───── Source document

Unaligned loads require shifting bytes across lanes. Some CPUs (e.g. efficiency-oriented RISC) are physically incapable of doing this, because the bridge component doesn't exist. Some will detect the condition and interpose a lane shift at the expense of a cycle or two. Others can handle misalignment without a speed penalty… assuming paged memory doesn't add another problem.
There's another, completely different issue. The memory management unit (MMU) sits between the CPU execution core and the memory bus, translating program-visible logical addresses to the physical addresses for memory chips. Two adjacent logical addresses might reside on different chips. The MMU is optimized for the common case where an access only requires one translation, but a misaligned access may require two.
A misaligned access straddling a page boundary might incur an exception, which might be fatal inside a kernel. Since pages are relatively large, this condition is relatively rare. It might evade tests, and it may be non-deterministic.

──────────

Given task a | Extract every line of the rows below that contains the word "wall".

───── Record set

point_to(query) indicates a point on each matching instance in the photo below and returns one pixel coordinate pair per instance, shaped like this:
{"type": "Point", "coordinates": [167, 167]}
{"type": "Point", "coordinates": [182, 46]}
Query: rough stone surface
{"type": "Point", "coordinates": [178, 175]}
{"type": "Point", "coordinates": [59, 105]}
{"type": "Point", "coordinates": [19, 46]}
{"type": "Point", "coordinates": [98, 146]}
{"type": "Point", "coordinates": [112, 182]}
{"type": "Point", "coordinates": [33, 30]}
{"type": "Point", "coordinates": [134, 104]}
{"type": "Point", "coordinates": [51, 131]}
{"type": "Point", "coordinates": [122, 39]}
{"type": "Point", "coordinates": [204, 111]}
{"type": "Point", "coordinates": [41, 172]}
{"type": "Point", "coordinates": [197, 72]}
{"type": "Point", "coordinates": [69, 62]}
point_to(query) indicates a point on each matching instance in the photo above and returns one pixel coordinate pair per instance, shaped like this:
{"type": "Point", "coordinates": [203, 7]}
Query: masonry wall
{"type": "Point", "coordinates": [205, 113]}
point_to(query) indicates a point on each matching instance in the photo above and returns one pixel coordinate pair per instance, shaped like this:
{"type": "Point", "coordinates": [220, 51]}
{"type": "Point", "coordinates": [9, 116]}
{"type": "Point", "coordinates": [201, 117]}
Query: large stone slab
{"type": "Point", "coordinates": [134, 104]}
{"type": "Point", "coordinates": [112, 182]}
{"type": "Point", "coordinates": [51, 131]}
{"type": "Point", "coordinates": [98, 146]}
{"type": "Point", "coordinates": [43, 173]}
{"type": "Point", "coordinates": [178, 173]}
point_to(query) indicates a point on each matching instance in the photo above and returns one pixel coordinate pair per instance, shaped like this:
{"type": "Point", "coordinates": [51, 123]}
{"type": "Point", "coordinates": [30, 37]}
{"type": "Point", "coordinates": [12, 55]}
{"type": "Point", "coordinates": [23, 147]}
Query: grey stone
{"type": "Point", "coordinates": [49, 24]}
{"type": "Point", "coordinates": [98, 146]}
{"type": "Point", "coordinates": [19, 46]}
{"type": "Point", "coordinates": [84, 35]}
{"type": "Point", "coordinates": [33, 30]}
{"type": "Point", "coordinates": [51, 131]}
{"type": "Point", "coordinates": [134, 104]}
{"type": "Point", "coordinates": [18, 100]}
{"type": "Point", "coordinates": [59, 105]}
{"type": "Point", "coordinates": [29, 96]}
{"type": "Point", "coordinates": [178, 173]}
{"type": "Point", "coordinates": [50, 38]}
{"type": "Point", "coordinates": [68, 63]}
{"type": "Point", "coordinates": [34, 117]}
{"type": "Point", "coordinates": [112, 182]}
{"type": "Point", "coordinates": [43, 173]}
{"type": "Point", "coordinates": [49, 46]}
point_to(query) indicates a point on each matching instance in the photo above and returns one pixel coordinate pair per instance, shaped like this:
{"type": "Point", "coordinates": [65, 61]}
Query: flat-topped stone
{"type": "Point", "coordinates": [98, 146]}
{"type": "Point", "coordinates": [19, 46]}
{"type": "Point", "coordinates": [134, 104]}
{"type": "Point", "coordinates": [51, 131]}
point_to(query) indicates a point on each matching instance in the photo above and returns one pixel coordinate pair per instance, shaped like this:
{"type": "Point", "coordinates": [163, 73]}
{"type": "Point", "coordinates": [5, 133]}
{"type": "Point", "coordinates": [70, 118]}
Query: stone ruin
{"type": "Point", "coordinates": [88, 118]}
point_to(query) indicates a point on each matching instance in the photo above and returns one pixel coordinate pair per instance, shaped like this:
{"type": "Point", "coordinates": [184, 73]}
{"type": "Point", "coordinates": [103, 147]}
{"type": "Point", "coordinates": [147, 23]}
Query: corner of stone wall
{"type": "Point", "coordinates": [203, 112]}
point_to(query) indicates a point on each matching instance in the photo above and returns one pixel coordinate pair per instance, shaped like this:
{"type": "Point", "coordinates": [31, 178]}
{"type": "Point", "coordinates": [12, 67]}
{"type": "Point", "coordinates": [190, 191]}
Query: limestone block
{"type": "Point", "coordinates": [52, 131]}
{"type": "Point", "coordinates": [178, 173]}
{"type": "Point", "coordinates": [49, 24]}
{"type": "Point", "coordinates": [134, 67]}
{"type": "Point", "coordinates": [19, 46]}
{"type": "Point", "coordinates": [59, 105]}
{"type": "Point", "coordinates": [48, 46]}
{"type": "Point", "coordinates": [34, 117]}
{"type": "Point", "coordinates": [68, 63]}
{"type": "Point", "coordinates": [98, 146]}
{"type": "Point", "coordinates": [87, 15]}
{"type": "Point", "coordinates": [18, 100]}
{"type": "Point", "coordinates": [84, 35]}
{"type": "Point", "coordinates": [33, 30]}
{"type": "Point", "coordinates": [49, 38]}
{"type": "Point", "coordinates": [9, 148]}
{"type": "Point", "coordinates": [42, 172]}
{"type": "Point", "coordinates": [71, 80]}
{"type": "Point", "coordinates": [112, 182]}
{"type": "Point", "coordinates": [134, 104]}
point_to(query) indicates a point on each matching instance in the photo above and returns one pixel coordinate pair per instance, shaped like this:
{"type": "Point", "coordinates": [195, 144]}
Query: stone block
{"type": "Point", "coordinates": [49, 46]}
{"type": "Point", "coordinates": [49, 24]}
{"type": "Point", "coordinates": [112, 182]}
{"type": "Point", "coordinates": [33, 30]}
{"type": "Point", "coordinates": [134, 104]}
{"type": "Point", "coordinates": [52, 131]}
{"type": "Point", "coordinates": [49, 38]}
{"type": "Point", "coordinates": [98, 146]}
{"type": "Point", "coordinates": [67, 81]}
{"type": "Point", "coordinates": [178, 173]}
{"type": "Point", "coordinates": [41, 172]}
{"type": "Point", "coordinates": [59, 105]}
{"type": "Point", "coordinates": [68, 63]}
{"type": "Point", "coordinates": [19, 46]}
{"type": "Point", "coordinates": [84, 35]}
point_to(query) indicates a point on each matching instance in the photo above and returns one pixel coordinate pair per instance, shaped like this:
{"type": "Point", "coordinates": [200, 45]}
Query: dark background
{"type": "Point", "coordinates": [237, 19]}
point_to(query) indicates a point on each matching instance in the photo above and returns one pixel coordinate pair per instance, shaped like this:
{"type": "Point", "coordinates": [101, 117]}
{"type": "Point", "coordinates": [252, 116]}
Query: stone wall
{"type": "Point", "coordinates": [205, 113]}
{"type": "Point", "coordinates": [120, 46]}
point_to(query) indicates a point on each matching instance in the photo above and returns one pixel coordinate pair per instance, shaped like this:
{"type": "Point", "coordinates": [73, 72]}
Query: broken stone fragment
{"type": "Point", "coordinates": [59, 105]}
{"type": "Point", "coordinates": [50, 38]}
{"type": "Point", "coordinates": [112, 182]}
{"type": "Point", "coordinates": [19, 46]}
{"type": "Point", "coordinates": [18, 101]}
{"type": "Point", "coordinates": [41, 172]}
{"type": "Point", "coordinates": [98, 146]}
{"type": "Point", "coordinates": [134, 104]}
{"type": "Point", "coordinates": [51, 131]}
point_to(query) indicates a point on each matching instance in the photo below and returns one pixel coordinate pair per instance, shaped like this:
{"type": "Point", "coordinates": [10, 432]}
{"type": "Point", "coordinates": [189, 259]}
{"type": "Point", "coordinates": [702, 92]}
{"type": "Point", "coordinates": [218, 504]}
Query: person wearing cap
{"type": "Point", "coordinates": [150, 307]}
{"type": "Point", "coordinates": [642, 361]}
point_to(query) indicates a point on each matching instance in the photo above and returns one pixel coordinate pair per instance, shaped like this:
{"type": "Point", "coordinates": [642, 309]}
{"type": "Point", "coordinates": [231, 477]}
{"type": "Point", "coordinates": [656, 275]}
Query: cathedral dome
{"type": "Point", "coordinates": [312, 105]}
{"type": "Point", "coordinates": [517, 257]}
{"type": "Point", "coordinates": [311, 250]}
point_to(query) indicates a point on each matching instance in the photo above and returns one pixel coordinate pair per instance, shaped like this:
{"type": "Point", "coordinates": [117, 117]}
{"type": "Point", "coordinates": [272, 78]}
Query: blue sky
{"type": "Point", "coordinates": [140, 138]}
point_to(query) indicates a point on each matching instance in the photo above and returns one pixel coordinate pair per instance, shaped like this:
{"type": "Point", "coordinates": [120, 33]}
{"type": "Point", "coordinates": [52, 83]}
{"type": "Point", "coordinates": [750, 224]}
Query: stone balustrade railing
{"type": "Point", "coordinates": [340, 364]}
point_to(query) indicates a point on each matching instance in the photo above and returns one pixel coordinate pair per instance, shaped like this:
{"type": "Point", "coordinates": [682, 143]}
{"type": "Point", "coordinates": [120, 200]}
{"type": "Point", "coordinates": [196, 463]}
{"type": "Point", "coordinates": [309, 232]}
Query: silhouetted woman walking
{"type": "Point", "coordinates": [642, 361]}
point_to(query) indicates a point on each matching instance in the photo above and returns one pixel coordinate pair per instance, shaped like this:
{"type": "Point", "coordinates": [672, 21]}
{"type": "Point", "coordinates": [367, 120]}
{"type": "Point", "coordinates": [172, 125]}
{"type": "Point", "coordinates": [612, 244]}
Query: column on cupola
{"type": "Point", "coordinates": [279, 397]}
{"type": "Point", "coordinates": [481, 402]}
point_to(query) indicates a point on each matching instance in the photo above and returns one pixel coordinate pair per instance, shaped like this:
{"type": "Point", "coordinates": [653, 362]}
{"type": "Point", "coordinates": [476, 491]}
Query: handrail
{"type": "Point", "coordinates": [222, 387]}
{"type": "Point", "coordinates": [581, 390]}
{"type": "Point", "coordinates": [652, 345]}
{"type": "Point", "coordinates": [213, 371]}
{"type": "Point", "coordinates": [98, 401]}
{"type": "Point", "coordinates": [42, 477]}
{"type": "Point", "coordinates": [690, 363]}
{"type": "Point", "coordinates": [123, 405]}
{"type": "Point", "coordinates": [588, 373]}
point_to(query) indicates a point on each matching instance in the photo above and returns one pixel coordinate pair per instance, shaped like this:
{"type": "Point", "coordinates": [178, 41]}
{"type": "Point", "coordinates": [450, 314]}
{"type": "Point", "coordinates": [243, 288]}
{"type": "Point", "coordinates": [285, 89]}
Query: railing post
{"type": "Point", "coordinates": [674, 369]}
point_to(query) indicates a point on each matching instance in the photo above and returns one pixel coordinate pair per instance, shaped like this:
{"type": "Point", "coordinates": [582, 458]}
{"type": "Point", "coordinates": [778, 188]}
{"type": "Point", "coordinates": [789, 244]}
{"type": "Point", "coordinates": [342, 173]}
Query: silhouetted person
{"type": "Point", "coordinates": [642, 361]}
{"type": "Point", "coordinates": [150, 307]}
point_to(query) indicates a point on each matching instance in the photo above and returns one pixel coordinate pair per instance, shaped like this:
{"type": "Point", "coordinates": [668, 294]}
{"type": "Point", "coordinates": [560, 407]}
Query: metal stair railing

──────────

Given task b | Reproduce verbatim the part of the passage on misaligned memory access that starts at "Unaligned loads require" and ends at "may require two.".

Full answer a |
Query: masonry wall
Query: corner of stone wall
Query: stone wall

Full answer b |
Unaligned loads require shifting bytes across lanes. Some CPUs (e.g. efficiency-oriented RISC) are physically incapable of doing this, because the bridge component doesn't exist. Some will detect the condition and interpose a lane shift at the expense of a cycle or two. Others can handle misalignment without a speed penalty… assuming paged memory doesn't add another problem.
There's another, completely different issue. The memory management unit (MMU) sits between the CPU execution core and the memory bus, translating program-visible logical addresses to the physical addresses for memory chips. Two adjacent logical addresses might reside on different chips. The MMU is optimized for the common case where an access only requires one translation, but a misaligned access may require two.